** LISTED ENTRIES **

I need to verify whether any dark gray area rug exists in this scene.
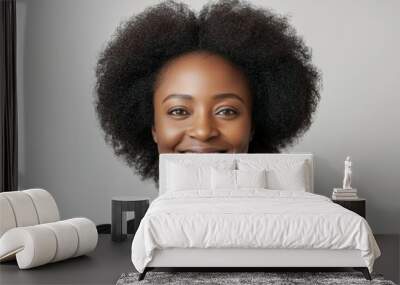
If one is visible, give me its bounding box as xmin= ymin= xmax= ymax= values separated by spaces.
xmin=117 ymin=271 xmax=395 ymax=285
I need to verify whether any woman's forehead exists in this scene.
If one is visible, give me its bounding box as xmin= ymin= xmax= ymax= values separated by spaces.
xmin=155 ymin=52 xmax=249 ymax=101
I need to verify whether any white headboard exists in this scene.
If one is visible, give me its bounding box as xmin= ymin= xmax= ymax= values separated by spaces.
xmin=159 ymin=153 xmax=314 ymax=195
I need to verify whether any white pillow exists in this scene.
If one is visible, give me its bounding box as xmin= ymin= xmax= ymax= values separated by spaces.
xmin=235 ymin=169 xmax=267 ymax=188
xmin=211 ymin=167 xmax=236 ymax=190
xmin=166 ymin=162 xmax=211 ymax=191
xmin=211 ymin=168 xmax=267 ymax=190
xmin=165 ymin=158 xmax=236 ymax=191
xmin=238 ymin=159 xmax=310 ymax=191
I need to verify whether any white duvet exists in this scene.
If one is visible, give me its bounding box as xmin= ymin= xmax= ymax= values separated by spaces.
xmin=132 ymin=189 xmax=380 ymax=272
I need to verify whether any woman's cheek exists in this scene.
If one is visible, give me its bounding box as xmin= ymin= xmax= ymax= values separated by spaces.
xmin=156 ymin=118 xmax=184 ymax=153
xmin=221 ymin=116 xmax=251 ymax=152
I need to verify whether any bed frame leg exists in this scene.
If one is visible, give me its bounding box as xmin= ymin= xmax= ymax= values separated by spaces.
xmin=138 ymin=267 xmax=148 ymax=281
xmin=354 ymin=267 xmax=372 ymax=280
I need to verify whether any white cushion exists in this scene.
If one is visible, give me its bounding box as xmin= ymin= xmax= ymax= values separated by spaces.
xmin=211 ymin=167 xmax=236 ymax=190
xmin=0 ymin=196 xmax=17 ymax=237
xmin=238 ymin=159 xmax=310 ymax=191
xmin=0 ymin=191 xmax=39 ymax=227
xmin=22 ymin=189 xmax=60 ymax=224
xmin=211 ymin=168 xmax=267 ymax=191
xmin=235 ymin=169 xmax=267 ymax=189
xmin=166 ymin=159 xmax=235 ymax=191
xmin=0 ymin=218 xmax=98 ymax=269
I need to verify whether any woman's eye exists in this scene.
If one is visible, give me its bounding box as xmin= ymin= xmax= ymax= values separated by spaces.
xmin=168 ymin=108 xmax=189 ymax=116
xmin=217 ymin=108 xmax=238 ymax=117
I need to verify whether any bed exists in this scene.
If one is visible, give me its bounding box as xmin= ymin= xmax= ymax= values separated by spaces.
xmin=131 ymin=153 xmax=380 ymax=280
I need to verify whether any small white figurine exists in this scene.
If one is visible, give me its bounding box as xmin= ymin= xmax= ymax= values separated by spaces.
xmin=343 ymin=156 xmax=352 ymax=189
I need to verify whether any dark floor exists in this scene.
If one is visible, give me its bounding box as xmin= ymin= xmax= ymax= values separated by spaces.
xmin=0 ymin=234 xmax=400 ymax=285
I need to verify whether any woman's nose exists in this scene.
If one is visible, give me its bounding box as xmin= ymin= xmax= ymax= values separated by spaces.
xmin=187 ymin=114 xmax=219 ymax=141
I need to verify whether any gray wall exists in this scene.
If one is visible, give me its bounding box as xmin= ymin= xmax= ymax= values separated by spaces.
xmin=17 ymin=0 xmax=400 ymax=233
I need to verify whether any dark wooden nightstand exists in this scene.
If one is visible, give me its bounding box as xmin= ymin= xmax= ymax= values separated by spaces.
xmin=111 ymin=196 xmax=150 ymax=241
xmin=332 ymin=198 xmax=366 ymax=219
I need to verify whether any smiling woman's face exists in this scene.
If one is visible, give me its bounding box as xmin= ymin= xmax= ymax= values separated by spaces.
xmin=152 ymin=52 xmax=252 ymax=153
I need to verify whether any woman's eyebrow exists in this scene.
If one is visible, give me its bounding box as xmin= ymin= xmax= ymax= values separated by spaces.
xmin=161 ymin=93 xmax=244 ymax=103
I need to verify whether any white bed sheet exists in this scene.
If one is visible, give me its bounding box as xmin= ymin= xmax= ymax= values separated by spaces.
xmin=131 ymin=188 xmax=380 ymax=272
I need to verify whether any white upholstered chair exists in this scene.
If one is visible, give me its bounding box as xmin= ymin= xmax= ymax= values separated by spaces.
xmin=0 ymin=189 xmax=98 ymax=269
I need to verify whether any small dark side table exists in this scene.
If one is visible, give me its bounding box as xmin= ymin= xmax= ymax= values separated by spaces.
xmin=332 ymin=198 xmax=366 ymax=219
xmin=111 ymin=196 xmax=150 ymax=241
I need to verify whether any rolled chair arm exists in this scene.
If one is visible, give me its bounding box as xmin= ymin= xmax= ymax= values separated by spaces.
xmin=0 ymin=218 xmax=98 ymax=269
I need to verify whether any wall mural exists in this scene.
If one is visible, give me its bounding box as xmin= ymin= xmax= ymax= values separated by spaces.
xmin=95 ymin=1 xmax=321 ymax=183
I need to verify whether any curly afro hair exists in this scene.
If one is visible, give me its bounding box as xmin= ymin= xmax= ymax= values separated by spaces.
xmin=95 ymin=0 xmax=321 ymax=184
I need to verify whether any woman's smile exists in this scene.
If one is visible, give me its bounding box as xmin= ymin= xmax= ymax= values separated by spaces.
xmin=152 ymin=52 xmax=252 ymax=153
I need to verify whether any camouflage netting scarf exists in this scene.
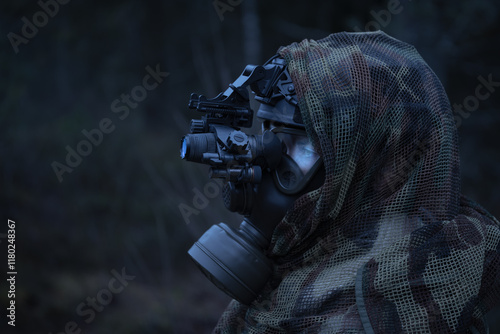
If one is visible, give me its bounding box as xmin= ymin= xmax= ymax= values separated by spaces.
xmin=215 ymin=32 xmax=500 ymax=333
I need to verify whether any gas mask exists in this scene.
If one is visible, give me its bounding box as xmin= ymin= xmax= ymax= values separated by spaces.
xmin=180 ymin=56 xmax=324 ymax=305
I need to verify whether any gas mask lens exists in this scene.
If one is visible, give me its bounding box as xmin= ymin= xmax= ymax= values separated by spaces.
xmin=272 ymin=128 xmax=322 ymax=194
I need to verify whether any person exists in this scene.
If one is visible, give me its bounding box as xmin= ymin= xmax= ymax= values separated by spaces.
xmin=188 ymin=31 xmax=500 ymax=334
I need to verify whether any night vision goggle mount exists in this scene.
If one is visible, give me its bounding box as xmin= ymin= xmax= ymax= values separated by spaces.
xmin=181 ymin=57 xmax=297 ymax=183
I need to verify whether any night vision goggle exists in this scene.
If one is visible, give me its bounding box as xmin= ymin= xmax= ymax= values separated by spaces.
xmin=180 ymin=56 xmax=324 ymax=304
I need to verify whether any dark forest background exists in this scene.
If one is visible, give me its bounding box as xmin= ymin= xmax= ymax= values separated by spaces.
xmin=0 ymin=0 xmax=500 ymax=334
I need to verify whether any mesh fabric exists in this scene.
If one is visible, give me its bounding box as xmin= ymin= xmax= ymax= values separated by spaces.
xmin=214 ymin=32 xmax=500 ymax=333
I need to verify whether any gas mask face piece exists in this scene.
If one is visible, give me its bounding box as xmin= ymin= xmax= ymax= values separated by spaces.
xmin=180 ymin=57 xmax=324 ymax=305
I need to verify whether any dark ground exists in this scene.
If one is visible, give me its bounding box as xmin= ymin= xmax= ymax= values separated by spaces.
xmin=0 ymin=0 xmax=500 ymax=333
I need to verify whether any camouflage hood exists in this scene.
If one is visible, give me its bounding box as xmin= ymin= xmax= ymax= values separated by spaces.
xmin=215 ymin=32 xmax=500 ymax=333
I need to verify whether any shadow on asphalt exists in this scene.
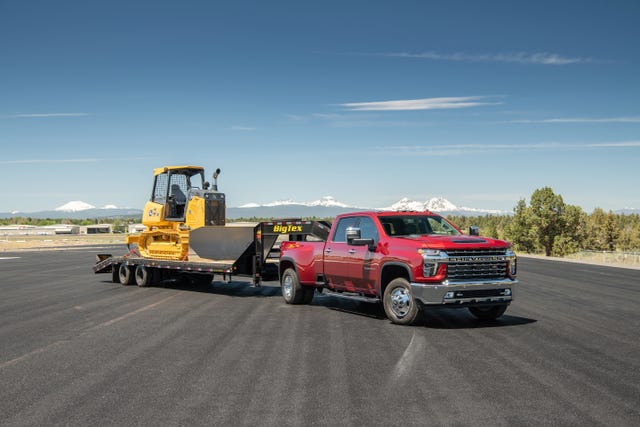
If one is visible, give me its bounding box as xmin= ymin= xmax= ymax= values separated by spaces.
xmin=421 ymin=308 xmax=537 ymax=329
xmin=103 ymin=279 xmax=537 ymax=329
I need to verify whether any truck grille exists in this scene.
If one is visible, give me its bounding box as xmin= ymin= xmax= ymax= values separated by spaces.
xmin=447 ymin=248 xmax=507 ymax=280
xmin=447 ymin=248 xmax=507 ymax=257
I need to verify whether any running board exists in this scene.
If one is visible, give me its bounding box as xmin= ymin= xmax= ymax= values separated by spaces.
xmin=319 ymin=288 xmax=380 ymax=303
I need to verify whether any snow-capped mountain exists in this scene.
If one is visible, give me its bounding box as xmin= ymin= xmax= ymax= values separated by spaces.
xmin=380 ymin=197 xmax=507 ymax=215
xmin=244 ymin=196 xmax=353 ymax=209
xmin=227 ymin=196 xmax=507 ymax=218
xmin=306 ymin=196 xmax=352 ymax=208
xmin=54 ymin=200 xmax=96 ymax=212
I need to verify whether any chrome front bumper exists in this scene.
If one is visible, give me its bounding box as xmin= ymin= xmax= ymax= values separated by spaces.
xmin=411 ymin=279 xmax=518 ymax=305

** DO THIS **
Reproduce the lines of the records word for word, starting at the line that contains "I need to verify whether any woman's forehead" and ending after the line that contains "xmin=159 ymin=153 xmax=314 ymax=195".

** WORKED ANSWER **
I need to verify whether any woman's forehead exists in this scene.
If one is visible, give me its bounding box as xmin= ymin= xmax= ymax= values separated by spaces.
xmin=155 ymin=52 xmax=249 ymax=101
I need to verify whether any white headboard exists in this scene.
If one is visible, give me its bounding box as xmin= ymin= xmax= ymax= values separated by spaces.
xmin=159 ymin=153 xmax=314 ymax=195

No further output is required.